## BEGIN INFORMATION SHOWN

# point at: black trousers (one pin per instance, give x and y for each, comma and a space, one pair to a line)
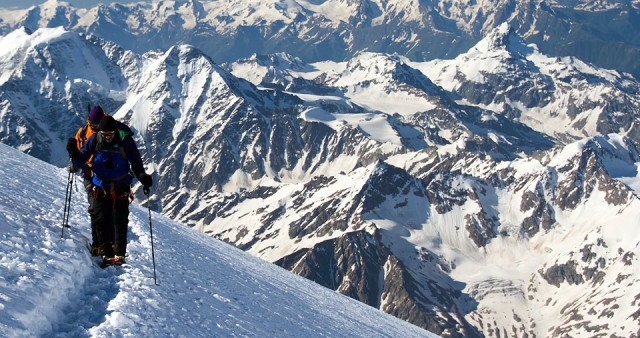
88, 186
112, 219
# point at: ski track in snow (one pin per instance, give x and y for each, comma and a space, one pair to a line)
49, 286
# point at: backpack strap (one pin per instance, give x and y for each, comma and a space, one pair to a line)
83, 134
117, 150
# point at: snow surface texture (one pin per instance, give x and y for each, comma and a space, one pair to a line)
49, 286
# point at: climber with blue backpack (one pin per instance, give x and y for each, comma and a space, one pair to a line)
116, 160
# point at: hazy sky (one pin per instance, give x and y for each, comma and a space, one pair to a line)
75, 3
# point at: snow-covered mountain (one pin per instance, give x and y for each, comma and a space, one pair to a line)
602, 32
453, 209
49, 286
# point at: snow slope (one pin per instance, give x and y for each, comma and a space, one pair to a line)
49, 287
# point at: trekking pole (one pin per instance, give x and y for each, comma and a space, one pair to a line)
153, 258
67, 199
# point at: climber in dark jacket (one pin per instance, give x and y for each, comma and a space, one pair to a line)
115, 160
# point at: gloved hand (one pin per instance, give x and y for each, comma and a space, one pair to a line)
146, 181
72, 147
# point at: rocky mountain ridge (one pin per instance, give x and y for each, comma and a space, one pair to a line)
601, 32
371, 177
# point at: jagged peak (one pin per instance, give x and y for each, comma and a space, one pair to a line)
503, 38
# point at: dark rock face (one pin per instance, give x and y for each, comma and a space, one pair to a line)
360, 266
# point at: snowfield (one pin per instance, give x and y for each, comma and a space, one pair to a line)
50, 287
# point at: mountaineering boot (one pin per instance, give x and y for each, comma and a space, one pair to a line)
118, 260
95, 251
107, 261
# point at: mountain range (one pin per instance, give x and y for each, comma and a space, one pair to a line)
600, 32
491, 194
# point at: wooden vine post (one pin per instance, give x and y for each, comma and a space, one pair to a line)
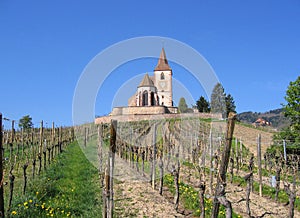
220, 197
259, 163
40, 148
112, 151
1, 171
154, 157
12, 138
100, 155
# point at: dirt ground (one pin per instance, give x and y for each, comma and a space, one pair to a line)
249, 136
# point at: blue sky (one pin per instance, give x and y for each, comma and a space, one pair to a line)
253, 47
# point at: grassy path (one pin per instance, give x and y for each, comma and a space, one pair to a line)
68, 188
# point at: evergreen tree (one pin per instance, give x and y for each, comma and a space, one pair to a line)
292, 109
203, 105
182, 107
218, 104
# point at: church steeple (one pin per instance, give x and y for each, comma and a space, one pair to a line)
162, 62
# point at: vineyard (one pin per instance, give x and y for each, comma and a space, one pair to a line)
189, 167
175, 167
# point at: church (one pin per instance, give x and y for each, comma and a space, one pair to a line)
154, 93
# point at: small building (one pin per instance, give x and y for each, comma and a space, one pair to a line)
154, 94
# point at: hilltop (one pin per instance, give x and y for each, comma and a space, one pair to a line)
275, 117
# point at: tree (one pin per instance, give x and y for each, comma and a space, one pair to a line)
217, 103
26, 122
292, 109
182, 107
230, 105
203, 105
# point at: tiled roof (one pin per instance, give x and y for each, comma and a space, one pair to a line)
146, 82
163, 62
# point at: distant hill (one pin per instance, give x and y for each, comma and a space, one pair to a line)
276, 117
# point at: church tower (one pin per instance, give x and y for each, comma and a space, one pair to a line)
163, 80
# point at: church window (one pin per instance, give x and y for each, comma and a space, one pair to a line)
145, 98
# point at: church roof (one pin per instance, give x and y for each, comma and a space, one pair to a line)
146, 82
162, 61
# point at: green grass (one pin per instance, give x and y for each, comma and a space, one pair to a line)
69, 188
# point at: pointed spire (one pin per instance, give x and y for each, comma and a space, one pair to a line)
146, 82
162, 62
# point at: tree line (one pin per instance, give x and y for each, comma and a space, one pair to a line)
220, 102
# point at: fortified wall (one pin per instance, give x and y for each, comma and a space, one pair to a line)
138, 117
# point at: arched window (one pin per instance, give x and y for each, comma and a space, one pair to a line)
152, 99
145, 98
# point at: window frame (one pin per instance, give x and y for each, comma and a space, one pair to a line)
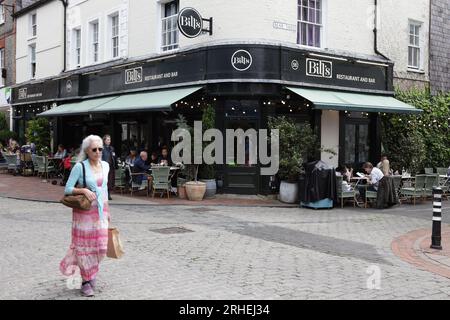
33, 27
2, 14
32, 69
77, 47
2, 65
113, 36
172, 32
301, 21
416, 46
94, 42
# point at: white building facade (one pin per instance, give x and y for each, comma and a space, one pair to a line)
295, 57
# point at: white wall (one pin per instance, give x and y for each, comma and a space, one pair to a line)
253, 20
330, 136
80, 13
49, 42
394, 34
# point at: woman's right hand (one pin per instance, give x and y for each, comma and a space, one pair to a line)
90, 195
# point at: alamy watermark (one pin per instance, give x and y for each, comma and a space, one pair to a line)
374, 279
251, 146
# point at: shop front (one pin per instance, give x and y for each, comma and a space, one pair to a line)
137, 103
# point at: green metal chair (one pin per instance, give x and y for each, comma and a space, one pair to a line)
119, 179
11, 160
397, 185
35, 164
161, 180
136, 187
417, 191
341, 194
432, 180
370, 195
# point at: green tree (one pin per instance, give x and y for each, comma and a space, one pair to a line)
5, 133
417, 141
38, 132
297, 143
208, 122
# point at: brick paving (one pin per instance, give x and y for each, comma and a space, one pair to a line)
414, 247
231, 253
38, 189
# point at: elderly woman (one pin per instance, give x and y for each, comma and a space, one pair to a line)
89, 228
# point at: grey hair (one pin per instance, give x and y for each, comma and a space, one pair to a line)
86, 144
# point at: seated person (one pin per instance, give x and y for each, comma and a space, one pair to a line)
131, 158
164, 159
140, 167
154, 158
346, 174
61, 153
374, 177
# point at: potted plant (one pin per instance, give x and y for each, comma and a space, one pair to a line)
195, 190
208, 172
296, 142
38, 132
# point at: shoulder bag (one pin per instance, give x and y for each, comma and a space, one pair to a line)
80, 201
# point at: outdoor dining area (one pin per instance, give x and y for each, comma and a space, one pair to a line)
156, 179
407, 188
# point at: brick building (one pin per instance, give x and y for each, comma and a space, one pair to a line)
440, 46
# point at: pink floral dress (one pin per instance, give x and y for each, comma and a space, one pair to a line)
89, 239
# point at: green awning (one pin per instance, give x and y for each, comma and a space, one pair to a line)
145, 101
345, 101
76, 108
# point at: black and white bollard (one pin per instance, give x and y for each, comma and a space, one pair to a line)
437, 217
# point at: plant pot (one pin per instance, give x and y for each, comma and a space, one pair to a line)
195, 190
182, 192
288, 192
211, 187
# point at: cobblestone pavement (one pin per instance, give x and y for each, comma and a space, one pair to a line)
230, 253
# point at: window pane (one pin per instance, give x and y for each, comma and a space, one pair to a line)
305, 14
318, 4
350, 135
312, 15
310, 35
319, 16
409, 56
304, 34
317, 36
363, 143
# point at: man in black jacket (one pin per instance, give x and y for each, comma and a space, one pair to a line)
109, 156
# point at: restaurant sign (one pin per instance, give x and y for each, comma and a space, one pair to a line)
190, 23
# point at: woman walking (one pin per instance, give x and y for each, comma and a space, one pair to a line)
89, 228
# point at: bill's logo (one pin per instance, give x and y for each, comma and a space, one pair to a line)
23, 93
319, 68
190, 22
133, 75
241, 60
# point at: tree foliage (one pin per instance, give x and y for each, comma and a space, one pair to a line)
417, 141
38, 132
297, 143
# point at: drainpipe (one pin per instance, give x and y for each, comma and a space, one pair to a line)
375, 32
65, 4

## END INFORMATION SHOWN

(INSTRUCTION):
Pictures are excluded; output everything else in the data verbatim.

(SOLVED EXERCISE):
# point at: black trousers (one pin per instance, give x and y for each, comma and a space, one pair to a line)
88, 186
112, 219
# point at: ski track in snow (one pin per instance, give x and y for each, comma and a space, one pair to a line)
49, 286
# point at: backpack strap (one pin per instance, give x and y for each, comma and a space, one pair to a line)
83, 134
117, 150
# point at: snow surface texture (one pin per instance, give x and y for each, comma and a space, one pair to a line)
49, 286
# point at: climber with blue backpack (one pin per instance, give x and y for each, comma and a space, one pair to a line)
116, 160
# point at: hazy sky (one pin per instance, give x and y for each, comma and a space, one pair to a line)
75, 3
# point at: snow-covered mountain (one pin per instance, give x and y for each, comma and a space, one pair to a line)
602, 32
453, 209
49, 286
# point at: snow slope (one pin per instance, give x and y for each, comma and a space, one pair to a line)
49, 287
# point at: trekking pole (one pin per instance, give x and y for each, comma and a space, one pair to a line)
153, 258
67, 199
# point at: climber in dark jacket (one pin per instance, give x and y for each, comma and a space, one pair to a line)
115, 160
# point at: gloved hand (one pin per instance, give x and y for each, comma and a space, one pair to a line)
146, 181
72, 147
# point at: rocky mountain ridge (one pin per instance, give x and y for each, comma and a space, one pair to a line)
601, 32
371, 177
# point at: jagged peak (one pin per instance, give x and y for each, comma and a space, one pair to a line)
503, 38
# point at: dark rock face (one pin per instance, give x and y for each, comma and a space, one pair to a line)
360, 266
# point at: snowfield (one pin per instance, give x and y for each, comma and a space, one pair to a line)
50, 287
# point at: mountaineering boot (one pin per instance, give x and y for each, comma and a space, one pair to a line)
118, 260
95, 251
107, 261
# point at: mountain range (one pin per instance, give x and y for each, comma and a space, one pair to a line)
600, 32
491, 194
# point at: wooden vine post (one pin per instance, give x and y for each, comma and a space, one pair to a line)
220, 197
259, 163
40, 148
112, 151
1, 171
154, 157
12, 138
100, 155
# point at: dirt ground (one pin per instance, give x and y for each, comma and a space, one pair to a line)
249, 136
# point at: blue sky (one pin per instance, give x and y for each, comma and a space, one pair to a line)
253, 47
# point at: grassy path (one pin per instance, give x and y for each, comma and a space, one pair to a line)
68, 188
# point at: evergreen tree (one pin per instance, give x and y for each, comma and a space, one pair to a line)
292, 109
203, 105
182, 107
218, 104
# point at: church steeple (one pin per instance, give x and y for each, comma and a space, one pair to a line)
162, 62
# point at: vineyard (one pin per instance, give x and y for each, comma and a space, one pair to a line)
189, 167
175, 167
# point at: church (one pin per instance, give x and y for each, comma and a space, one pair to a line)
154, 93
# point at: small building (one pin per instance, give x and y for each, comma and a space, one pair to a line)
154, 94
# point at: hilltop (one pin per instance, give x and y for each, comma and a space, one pair to a line)
275, 117
# point at: tree (one pin per instance, give x and y for each, comma and a space, one pair to a line)
217, 103
26, 122
292, 109
182, 107
230, 105
203, 105
# point at: tiled roof (one pin per instance, give x and y for each, comma and a space, one pair to a line)
146, 82
163, 62
# point at: distant hill (one pin per instance, give x and y for each, comma and a space, one pair to a line)
276, 117
# point at: church tower (one pin per instance, give x and y for each, comma and a space, one pair to a line)
163, 80
# point at: church window (one pin per instance, give x and y for each, comma and a space, one pair to a line)
145, 98
# point at: church roof (one pin per instance, give x and y for each, comma and a space, one pair to a line)
146, 82
162, 61
# point at: green grass (one pin per instance, give x and y for each, comma and a space, one pair to a line)
69, 188
# point at: pointed spire (one pin per instance, give x and y for each, comma and a space, one pair to a line)
146, 82
162, 62
# point at: tree line (one pin per instance, give x and y for each, comma and a space, one pair to a line)
220, 102
# point at: fortified wall (one pin per instance, give x and y for each, comma and a space, one pair to a line)
138, 117
# point at: arched window (one pin per instance, give x and y for each, comma and a space, one pair to a line)
152, 99
145, 98
# point at: window frame (one pin per instance, give x and y for each, comma and a space, one pair to a line)
33, 27
2, 14
32, 69
77, 47
2, 65
113, 36
172, 32
301, 21
416, 46
94, 42
# point at: white building facade (one pin per instance, give x and y for each, comma and a space, one pair to a line)
295, 57
# point at: white wall (one pin per instance, give x and y for each, comma and a space, one pair to a line)
253, 20
330, 136
80, 13
49, 42
394, 34
# point at: woman's right hand (one pin per instance, give x and y for each, comma and a space, one pair to a line)
90, 195
# point at: alamy watermark (one pin per instance, give x and y for each, comma and a space, one pair to a line)
374, 279
251, 146
# point at: shop front (one pin per instance, give x and y for each, comma and a space, one pair to a line)
137, 103
# point at: green metal chair (one pin per instance, give x and y for each, comma and a space, one pair to a line)
119, 179
11, 160
397, 185
35, 164
161, 180
136, 187
417, 191
341, 194
432, 180
370, 195
# point at: green tree (one pin per instance, give x and y for each, comma and a space, one pair to a line)
5, 133
417, 141
38, 132
297, 143
208, 122
# point at: brick paving (one pin per instance, give x and y for each, comma and a space, one pair to a line)
414, 247
231, 253
38, 189
# point at: elderly woman (one pin per instance, give x and y for each, comma and a space, one pair to a line)
89, 228
# point at: grey hair (one pin per instance, give x and y for each, comma and a space, one pair to a line)
86, 144
# point at: seated person (one pin per instance, give x and y for each, comma and a space, one pair to a line)
131, 158
164, 159
140, 167
154, 158
346, 174
61, 153
374, 177
# point at: potted plant (one pin per instance, give x and y for each, comma and a space, one pair to a line)
195, 190
208, 172
296, 142
38, 132
# point at: shoulder bag (one pin per instance, give x and y for each, comma and a space, one pair to a line)
80, 201
# point at: outdoor dining area (one pin per instance, give x and y for each, comma and a space, one pair to a line)
156, 179
407, 188
# point at: brick building (one pin per instance, give x and y for each, comma and a space, one pair to a line)
440, 46
# point at: pink floral dress (one pin per instance, give x and y for each, comma and a space, one pair to a line)
89, 239
# point at: green awning (one pin per instance, give x and y for each, comma and a space, one pair to a line)
145, 101
345, 101
76, 108
# point at: black and white bollard (one pin per instance, give x and y for each, comma and a space, one pair to a line)
437, 217
# point at: plant pot (one pin per instance, give x and y for each, comma and a space, one pair to a line)
195, 190
182, 192
288, 192
211, 187
# point at: cobblestone pavement (one pin per instance, give x and y for each, comma and a space, one pair to a line)
230, 253
# point at: window pane (one pin per instance, give x and y for each, comma and a space, one pair to a line)
305, 14
318, 4
350, 135
312, 15
310, 35
319, 16
409, 56
304, 34
317, 36
363, 143
# point at: man in black jacket (one pin per instance, give x and y for each, comma and a space, one pair to a line)
109, 156
# point at: restaurant sign (one pin per instance, give x and y for each, comma and a space, one pair to a line)
190, 23
# point at: woman walking (one pin per instance, give x and y for each, comma and a space, one pair to a line)
89, 228
# point at: bill's logo (one pin per instance, give x and y for each, comma and a space, one pair to a line)
23, 93
319, 68
190, 22
133, 75
241, 60
# point at: tree foliage (one pin per instance, give x and y for each, comma and a space, one pair to a line)
417, 141
38, 132
297, 143
# point at: drainpipe (one pin per instance, give x and y for each, comma and a space, one pair to a line)
375, 32
65, 4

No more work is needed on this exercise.